> [PASSAGE PROVIDED]
════════════════════

= William Westcott Rundell =

William Westcott Rundell, sometimes W W Rundell (21 March 1816–10 March 1897) was an inventor and engineer from Stoke Damerel in Devon. He is best known for his work on the magnetism, particularly of adjustment needed for compasses on iron ships. He also campaigned for the better training of ships crews.

==Life and work==
The son of a shipwright, he was born at Stoke Damerel. In 1845 he was appointed secretary of The Royal Cornwall Polytechnic Society. He resigned in 1855 to take the position of secretary at the Liverpool Compass Committee. Concurrently he was the Secretary of underwriters Registry for Iron vessels, Liverpool.

In 1855 and 1886, Rundell presented two reports to the Board of Trade and the Houses of Parliament giving his observations on the deviation of the compass in vessels having the compasses corrected by magnets.

At the 1851 Great Exhibition, Rundell exhibited a carbonized cast-iron magnet. He proposed a way of marking ships to mark percentages of every ships volume as a guide to determine her freeboard. He conducted experiments on the with Frederick J Evans RN. The work with Evans related to dealing with the disturbing elements arising from the iron and the magnetisation of the ships. Evans published his work in conjunction with Archibald Smith.

════════════════════

> [Contour annotation records]
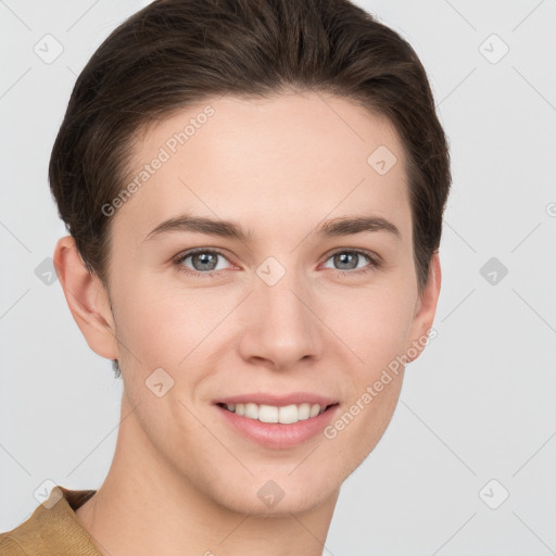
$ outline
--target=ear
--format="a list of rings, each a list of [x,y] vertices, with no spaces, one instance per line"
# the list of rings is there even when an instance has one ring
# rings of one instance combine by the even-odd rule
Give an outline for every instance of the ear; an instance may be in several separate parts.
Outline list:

════════════════════

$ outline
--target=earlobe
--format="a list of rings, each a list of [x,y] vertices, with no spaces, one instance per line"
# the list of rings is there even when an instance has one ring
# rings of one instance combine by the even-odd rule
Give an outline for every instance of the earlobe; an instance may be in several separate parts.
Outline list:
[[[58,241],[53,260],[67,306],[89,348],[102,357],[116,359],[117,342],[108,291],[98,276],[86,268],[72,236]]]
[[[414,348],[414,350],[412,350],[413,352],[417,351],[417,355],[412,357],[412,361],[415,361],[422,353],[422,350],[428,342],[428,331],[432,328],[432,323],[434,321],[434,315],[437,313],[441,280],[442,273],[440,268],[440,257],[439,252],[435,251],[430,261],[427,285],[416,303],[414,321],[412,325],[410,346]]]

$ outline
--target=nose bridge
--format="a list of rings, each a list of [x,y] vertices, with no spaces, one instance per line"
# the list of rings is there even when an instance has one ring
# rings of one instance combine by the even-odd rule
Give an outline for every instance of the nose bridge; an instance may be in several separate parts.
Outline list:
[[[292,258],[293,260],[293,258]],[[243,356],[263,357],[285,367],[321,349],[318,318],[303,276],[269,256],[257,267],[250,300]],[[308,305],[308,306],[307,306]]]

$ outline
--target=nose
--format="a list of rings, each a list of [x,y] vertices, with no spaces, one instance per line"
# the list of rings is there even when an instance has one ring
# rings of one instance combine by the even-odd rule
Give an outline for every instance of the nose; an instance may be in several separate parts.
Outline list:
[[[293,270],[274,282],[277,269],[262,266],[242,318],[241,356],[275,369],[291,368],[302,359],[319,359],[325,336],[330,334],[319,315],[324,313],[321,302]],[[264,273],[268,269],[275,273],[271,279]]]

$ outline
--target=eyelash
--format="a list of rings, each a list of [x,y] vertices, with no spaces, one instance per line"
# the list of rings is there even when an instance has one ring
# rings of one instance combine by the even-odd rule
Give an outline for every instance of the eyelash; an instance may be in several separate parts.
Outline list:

════════════════════

> [THE TASKS]
a) Write out everything in the Rundell text from "William Westcott Rundell, sometimes" down to "corrected by magnets.", substituting "Admiralty" for "Board of Trade".
b) Gather every line of the records that contains the string "earlobe".

> [RESULTS IN ORDER]
a)
William Westcott Rundell, sometimes W W Rundell (21 March 1816–10 March 1897) was an inventor and engineer from Stoke Damerel in Devon. He is best known for his work on the magnetism, particularly of adjustment needed for compasses on iron ships. He also campaigned for the better training of ships crews.

==Life and work==
The son of a shipwright, he was born at Stoke Damerel. In 1845 he was appointed secretary of The Royal Cornwall Polytechnic Society. He resigned in 1855 to take the position of secretary at the Liverpool Compass Committee. Concurrently he was the Secretary of underwriters Registry for Iron vessels, Liverpool.

In 1855 and 1886, Rundell presented two reports to the Admiralty and the Houses of Parliament giving his observations on the deviation of the compass in vessels having the compasses corrected by magnets.

b)
--target=earlobe
Give an outline for every instance of the earlobe; an instance may be in several separate parts.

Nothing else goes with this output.